◆ What the task requires: Retype the stretch of the material from the line containing "Trace the outline of every instance of the person in" through the line containing "[[[44,129],[43,124],[40,122],[39,123],[39,131],[42,132]]]", both included, without changing anything.

Records contained in a dataset:
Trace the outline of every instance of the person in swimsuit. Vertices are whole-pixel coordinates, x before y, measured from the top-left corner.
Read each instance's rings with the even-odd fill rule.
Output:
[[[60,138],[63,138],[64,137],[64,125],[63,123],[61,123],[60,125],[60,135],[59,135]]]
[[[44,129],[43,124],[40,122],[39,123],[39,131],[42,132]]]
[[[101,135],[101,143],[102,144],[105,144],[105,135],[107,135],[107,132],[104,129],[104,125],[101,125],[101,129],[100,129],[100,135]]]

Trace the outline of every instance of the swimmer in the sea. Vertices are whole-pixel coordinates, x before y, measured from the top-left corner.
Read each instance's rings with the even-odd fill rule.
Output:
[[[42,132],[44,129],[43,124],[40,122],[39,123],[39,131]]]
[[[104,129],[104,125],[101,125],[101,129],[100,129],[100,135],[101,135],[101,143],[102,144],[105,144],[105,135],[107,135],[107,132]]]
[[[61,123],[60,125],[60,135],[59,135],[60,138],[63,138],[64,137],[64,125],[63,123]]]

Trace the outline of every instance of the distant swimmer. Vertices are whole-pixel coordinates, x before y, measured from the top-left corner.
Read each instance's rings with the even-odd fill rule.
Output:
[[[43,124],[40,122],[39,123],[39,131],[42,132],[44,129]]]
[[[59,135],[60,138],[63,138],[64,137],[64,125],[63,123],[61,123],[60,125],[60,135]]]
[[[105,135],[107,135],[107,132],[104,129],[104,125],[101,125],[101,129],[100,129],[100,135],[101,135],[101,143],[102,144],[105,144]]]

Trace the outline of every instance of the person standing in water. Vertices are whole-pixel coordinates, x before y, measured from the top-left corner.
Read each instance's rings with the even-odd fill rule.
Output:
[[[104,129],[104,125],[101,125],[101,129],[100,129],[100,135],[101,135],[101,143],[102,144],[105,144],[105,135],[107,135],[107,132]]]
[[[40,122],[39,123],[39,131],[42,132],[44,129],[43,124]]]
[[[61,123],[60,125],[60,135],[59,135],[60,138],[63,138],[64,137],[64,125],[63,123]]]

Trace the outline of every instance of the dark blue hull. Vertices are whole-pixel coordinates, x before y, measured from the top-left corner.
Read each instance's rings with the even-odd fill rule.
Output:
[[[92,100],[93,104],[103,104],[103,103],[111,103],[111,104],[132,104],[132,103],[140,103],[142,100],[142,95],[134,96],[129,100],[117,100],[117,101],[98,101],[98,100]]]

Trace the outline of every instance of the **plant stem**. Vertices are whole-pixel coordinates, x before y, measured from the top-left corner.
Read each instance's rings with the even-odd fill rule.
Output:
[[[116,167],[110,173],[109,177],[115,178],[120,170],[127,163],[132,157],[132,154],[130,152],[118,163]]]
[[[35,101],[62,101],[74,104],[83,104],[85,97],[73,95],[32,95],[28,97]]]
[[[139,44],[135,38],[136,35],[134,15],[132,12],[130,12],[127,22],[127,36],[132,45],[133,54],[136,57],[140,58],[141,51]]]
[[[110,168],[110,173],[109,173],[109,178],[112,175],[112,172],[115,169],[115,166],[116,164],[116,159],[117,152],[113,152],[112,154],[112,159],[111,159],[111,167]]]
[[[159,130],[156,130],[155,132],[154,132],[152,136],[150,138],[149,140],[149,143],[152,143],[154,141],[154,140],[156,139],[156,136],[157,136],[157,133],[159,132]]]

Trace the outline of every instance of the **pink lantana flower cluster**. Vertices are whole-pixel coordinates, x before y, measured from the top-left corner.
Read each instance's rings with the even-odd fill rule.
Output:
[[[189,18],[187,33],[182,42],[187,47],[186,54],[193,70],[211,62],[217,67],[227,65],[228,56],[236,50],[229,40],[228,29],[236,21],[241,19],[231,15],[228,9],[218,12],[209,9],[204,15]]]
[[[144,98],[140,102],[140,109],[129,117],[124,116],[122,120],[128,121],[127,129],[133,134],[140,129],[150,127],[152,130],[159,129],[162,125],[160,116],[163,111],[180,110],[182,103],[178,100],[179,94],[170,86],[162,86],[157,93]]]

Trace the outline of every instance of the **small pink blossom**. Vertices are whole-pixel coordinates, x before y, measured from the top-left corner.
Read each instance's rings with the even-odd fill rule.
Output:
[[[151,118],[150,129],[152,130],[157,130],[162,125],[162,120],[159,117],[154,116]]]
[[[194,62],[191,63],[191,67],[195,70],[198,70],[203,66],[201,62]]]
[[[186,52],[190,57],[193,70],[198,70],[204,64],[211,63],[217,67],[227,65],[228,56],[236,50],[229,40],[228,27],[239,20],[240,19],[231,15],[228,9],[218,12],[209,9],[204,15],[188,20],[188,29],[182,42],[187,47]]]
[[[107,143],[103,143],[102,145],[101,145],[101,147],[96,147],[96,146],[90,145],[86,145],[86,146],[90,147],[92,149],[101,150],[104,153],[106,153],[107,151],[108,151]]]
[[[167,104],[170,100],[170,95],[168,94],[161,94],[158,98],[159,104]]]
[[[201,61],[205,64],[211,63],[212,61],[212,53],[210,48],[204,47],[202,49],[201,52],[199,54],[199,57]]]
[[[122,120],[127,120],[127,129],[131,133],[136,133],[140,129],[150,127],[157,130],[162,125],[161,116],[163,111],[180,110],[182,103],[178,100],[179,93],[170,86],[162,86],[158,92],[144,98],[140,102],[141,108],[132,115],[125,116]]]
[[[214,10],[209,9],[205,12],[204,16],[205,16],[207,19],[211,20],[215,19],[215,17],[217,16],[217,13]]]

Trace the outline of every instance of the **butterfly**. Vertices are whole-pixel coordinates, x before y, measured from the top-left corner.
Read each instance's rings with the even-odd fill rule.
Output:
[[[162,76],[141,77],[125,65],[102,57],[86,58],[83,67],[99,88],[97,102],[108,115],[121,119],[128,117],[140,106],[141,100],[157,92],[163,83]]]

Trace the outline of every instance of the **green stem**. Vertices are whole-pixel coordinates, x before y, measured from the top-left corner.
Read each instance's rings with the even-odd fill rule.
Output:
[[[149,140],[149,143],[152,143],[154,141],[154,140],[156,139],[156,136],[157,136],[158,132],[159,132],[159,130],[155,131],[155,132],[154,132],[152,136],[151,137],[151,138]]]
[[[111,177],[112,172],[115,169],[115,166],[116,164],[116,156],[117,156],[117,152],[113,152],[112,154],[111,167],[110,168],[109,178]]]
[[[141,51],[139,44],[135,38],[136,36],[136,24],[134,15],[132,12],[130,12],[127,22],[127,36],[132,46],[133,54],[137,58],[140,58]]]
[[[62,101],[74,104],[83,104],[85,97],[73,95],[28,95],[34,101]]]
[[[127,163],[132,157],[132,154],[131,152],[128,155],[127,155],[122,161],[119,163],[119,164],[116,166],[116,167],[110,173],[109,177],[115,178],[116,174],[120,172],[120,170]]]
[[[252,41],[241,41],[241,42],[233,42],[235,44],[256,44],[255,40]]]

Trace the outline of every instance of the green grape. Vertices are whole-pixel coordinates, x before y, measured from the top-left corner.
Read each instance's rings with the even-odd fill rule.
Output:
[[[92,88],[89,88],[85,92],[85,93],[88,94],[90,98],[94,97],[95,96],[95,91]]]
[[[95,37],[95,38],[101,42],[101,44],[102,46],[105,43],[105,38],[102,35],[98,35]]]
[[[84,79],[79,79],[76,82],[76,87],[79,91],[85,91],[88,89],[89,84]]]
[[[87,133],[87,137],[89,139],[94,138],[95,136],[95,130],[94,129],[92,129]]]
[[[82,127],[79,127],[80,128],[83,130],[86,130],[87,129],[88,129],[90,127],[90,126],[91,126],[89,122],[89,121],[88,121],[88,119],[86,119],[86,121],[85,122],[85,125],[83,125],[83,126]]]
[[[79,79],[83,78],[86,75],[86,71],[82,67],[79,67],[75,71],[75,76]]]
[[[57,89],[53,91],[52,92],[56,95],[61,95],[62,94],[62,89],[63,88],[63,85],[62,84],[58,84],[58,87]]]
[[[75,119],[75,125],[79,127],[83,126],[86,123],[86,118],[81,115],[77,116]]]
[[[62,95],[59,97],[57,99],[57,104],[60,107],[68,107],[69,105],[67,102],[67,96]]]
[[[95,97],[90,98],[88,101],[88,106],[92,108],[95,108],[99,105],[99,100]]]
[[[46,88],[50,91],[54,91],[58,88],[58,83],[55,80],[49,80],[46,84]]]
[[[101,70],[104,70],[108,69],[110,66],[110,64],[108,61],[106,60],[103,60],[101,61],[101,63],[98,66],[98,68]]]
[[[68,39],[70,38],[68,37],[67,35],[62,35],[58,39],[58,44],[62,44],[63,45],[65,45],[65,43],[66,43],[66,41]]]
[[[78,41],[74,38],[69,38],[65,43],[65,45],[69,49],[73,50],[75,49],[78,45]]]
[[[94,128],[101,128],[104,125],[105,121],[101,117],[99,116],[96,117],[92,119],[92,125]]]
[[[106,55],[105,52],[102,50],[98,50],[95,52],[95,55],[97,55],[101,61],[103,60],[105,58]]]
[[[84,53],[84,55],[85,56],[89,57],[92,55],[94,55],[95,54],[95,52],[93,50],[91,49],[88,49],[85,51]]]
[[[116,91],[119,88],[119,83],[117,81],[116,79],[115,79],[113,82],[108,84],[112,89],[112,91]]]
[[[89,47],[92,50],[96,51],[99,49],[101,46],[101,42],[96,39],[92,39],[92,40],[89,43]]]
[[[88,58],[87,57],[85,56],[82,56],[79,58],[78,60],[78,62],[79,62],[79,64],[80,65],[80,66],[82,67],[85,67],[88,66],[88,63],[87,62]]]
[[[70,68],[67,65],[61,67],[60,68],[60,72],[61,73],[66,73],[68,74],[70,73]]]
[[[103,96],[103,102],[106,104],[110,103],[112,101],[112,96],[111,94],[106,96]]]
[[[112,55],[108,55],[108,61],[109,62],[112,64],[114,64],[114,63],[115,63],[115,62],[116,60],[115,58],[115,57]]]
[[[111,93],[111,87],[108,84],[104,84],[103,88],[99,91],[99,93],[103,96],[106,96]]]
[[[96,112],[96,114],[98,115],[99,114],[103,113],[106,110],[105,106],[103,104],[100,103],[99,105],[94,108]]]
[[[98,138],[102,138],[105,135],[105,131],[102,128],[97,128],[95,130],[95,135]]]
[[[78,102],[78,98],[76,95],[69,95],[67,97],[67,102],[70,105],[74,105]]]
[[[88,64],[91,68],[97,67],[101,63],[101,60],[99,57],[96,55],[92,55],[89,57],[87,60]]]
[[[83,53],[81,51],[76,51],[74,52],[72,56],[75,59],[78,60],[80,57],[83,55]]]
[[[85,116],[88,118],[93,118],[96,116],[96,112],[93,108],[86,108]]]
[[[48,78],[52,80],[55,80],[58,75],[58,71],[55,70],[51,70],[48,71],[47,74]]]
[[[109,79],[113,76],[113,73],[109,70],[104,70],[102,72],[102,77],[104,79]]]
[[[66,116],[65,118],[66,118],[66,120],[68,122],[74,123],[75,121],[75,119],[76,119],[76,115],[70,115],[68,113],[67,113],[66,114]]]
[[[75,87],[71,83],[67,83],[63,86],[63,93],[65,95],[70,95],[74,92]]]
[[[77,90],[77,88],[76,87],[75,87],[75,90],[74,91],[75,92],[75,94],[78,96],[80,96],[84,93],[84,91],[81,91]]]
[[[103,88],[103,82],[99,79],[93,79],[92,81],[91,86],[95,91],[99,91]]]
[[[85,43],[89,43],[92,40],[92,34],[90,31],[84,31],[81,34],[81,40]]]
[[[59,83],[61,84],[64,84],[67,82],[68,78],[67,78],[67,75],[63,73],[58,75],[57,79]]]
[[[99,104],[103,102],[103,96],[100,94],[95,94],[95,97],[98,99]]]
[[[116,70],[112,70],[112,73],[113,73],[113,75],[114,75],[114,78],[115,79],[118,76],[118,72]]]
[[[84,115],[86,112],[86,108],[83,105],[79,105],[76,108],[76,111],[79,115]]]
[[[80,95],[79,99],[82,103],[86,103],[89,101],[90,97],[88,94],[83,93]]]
* * *
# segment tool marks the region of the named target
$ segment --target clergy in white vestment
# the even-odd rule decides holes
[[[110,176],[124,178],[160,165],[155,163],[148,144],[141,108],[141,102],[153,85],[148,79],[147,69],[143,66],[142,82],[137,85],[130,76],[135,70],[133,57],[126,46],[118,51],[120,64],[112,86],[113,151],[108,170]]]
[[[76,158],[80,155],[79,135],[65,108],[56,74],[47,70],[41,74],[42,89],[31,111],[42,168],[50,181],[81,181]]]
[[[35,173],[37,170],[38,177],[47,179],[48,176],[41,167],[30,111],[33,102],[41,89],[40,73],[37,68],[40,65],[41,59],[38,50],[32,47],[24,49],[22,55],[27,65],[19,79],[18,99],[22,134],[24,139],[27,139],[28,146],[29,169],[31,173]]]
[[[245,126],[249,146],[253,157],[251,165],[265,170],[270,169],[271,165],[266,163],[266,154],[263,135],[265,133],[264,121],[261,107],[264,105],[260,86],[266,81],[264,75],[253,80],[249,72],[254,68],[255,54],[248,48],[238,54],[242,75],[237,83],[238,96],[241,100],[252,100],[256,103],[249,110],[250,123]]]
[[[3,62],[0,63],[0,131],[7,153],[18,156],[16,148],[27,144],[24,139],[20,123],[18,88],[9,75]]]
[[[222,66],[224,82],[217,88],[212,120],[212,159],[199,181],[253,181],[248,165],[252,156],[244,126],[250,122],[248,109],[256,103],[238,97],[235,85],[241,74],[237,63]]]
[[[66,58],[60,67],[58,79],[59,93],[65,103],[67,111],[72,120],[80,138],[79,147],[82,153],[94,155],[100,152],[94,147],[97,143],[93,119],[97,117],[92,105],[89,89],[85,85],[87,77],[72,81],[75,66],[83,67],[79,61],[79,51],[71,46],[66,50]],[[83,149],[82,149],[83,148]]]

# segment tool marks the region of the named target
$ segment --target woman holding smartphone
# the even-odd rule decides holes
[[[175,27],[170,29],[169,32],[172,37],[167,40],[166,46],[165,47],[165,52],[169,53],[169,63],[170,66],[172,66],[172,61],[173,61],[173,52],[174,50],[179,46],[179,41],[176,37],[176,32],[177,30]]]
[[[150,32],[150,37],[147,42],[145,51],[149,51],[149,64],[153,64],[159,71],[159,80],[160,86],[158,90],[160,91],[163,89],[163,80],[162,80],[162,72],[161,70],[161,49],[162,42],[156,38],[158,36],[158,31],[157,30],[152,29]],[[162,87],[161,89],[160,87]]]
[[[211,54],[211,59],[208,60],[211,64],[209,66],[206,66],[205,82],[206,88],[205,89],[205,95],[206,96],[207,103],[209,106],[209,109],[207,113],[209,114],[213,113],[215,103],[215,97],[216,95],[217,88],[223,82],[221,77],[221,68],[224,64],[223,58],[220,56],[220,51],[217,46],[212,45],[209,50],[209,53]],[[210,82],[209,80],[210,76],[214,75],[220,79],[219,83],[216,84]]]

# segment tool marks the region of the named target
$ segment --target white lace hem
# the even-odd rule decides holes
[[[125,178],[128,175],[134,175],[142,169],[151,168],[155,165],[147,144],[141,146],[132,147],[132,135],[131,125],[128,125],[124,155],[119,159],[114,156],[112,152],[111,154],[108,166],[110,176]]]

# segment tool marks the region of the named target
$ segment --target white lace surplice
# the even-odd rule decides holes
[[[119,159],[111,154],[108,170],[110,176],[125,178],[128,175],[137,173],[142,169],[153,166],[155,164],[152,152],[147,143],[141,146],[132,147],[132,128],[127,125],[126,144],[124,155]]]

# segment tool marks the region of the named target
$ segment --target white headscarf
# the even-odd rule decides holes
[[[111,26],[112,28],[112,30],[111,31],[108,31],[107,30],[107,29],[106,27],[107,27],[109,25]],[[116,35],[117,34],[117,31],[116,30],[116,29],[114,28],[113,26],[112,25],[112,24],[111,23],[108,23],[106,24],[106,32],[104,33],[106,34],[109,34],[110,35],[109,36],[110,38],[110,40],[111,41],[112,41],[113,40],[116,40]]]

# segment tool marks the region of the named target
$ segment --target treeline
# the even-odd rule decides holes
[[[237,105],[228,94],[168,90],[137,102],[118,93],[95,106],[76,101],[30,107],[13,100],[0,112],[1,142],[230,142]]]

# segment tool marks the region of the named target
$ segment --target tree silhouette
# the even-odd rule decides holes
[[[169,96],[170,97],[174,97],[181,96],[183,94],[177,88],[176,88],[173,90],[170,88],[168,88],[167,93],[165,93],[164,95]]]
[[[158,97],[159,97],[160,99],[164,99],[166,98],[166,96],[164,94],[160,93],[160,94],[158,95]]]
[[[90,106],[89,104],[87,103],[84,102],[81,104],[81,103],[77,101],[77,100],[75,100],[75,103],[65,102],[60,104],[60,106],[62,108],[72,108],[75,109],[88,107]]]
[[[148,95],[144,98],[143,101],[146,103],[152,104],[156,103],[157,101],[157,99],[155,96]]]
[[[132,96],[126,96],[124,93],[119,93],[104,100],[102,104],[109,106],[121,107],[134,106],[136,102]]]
==
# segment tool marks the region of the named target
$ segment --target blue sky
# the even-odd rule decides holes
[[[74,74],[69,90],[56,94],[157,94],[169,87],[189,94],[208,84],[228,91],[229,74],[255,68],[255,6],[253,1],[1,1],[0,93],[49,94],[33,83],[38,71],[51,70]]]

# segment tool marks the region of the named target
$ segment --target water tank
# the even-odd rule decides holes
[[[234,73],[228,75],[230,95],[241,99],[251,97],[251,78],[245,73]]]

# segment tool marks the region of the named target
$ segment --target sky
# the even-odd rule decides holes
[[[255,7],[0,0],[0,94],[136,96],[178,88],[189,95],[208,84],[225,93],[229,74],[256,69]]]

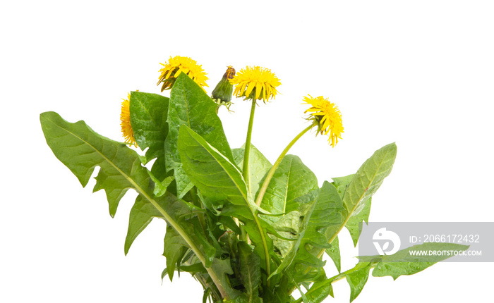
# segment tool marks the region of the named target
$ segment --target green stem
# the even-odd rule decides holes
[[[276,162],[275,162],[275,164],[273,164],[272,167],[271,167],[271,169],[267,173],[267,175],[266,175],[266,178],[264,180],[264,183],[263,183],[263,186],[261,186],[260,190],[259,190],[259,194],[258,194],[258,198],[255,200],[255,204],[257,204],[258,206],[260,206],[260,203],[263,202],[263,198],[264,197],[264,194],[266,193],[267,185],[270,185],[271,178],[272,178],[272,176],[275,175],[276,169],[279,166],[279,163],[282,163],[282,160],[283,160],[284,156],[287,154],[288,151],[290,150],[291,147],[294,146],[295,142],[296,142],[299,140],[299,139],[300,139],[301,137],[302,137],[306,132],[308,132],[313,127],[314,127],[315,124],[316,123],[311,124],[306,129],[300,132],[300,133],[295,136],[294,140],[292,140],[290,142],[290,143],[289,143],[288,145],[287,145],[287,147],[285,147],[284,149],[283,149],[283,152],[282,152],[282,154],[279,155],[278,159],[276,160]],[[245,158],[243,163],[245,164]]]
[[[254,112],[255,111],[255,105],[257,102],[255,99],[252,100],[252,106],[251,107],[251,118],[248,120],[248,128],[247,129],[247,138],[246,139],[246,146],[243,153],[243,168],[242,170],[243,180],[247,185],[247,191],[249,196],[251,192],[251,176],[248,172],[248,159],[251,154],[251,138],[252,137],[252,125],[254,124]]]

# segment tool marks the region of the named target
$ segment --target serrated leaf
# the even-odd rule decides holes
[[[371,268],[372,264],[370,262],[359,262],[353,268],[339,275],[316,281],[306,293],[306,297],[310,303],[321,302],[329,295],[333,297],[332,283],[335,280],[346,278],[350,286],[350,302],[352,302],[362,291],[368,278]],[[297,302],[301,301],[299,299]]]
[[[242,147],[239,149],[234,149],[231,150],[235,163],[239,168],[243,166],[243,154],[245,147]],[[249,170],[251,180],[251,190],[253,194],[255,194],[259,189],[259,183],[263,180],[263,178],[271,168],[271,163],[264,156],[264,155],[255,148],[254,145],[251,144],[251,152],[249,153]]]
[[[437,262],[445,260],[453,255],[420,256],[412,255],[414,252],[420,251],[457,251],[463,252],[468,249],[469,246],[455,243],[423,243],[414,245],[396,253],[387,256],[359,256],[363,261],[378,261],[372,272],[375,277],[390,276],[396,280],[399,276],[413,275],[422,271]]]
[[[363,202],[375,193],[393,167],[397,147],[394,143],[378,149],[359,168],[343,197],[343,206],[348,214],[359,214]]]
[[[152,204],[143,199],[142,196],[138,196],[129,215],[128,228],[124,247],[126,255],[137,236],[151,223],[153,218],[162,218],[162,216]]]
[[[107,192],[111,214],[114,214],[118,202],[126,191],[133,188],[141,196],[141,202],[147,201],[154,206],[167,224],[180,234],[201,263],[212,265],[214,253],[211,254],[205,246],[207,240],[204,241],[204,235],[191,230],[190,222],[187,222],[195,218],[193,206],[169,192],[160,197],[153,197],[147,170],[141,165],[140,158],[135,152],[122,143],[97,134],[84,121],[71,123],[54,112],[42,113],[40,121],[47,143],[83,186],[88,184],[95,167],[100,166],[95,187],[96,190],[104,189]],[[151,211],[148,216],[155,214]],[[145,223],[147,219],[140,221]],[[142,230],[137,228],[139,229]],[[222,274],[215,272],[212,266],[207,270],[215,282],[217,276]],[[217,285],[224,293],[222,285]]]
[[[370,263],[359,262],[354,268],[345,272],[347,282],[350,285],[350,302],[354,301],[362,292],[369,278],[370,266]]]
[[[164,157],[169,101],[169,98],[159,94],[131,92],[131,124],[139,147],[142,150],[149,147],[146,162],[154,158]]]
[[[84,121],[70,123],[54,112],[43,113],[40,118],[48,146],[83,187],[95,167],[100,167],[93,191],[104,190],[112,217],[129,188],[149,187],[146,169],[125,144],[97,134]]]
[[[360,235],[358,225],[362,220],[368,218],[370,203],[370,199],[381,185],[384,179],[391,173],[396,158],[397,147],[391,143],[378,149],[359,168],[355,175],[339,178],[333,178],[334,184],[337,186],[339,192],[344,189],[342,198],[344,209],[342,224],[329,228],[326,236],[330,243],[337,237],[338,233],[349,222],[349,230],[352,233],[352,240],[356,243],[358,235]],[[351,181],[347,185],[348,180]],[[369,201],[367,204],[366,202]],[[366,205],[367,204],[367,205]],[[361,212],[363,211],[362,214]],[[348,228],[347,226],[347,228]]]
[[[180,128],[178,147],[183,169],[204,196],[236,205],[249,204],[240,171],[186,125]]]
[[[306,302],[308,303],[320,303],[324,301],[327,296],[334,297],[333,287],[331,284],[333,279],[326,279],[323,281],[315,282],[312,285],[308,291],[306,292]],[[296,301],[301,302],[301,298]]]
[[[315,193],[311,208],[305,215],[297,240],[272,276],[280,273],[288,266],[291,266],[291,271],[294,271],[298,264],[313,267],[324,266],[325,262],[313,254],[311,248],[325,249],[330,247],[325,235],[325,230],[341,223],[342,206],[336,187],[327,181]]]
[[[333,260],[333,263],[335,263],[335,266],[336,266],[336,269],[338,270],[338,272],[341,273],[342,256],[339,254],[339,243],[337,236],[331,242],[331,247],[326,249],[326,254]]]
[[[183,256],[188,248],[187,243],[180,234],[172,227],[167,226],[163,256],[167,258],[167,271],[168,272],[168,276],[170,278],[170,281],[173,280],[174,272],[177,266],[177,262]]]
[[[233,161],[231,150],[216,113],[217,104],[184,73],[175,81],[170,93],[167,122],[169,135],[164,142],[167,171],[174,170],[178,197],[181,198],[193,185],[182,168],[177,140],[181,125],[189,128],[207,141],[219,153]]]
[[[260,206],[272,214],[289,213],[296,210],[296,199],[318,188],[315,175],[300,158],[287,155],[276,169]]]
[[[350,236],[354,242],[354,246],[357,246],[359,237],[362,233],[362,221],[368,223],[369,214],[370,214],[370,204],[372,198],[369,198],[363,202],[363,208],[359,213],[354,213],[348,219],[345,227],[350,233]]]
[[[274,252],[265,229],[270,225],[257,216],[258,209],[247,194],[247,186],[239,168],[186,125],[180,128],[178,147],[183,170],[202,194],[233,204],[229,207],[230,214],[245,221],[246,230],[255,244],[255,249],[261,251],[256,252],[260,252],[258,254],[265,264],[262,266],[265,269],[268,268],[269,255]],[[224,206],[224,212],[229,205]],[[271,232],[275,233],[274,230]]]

◆ Result of this exercise:
Trace the outline of every instance of the person in swimsuit. Vertices are whole-pixel coordinates, x before y, measured from the top-left corner.
Read each instance's rings with the even-odd fill rule.
Output:
[[[60,138],[63,138],[64,137],[64,125],[63,123],[61,123],[60,125],[60,135],[59,135]]]
[[[44,129],[43,124],[40,122],[39,123],[39,131],[42,132]]]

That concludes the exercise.